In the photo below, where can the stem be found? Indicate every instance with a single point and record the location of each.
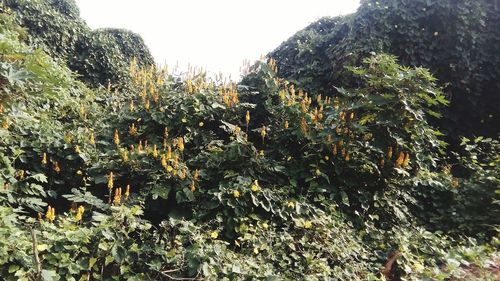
(36, 259)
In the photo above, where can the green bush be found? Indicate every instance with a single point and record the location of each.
(454, 39)
(180, 177)
(99, 57)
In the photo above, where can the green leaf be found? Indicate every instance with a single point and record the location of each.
(49, 275)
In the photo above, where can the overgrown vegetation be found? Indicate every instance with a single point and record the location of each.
(98, 56)
(163, 177)
(456, 40)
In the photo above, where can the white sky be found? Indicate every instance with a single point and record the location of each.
(216, 35)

·····

Convert the lines above into a JSON list of strings, one string per line, skipping any blank lines. Leave the picture out of the list.

* [Complete response]:
[
  "In the photo below, where can the stem be found? Indicate every instance with a single point and record the location of each.",
  "(36, 259)",
  "In the photo above, where can the green bush be found? Indicate every instance with a single point and record the location of each.",
  "(454, 39)",
  "(180, 177)",
  "(99, 57)",
  "In the photo above, where can the green leaf be found? Indicate every instance with a single point and record the location of each.",
  "(49, 275)",
  "In the photo above, where can the overgrown vegetation be found? Indicate every instance with a single point and record the location of each.",
  "(98, 56)",
  "(163, 177)",
  "(456, 40)",
  "In the photo above, where can the white sky be found? Indicate every instance with a single point and record the location of each.",
  "(216, 35)"
]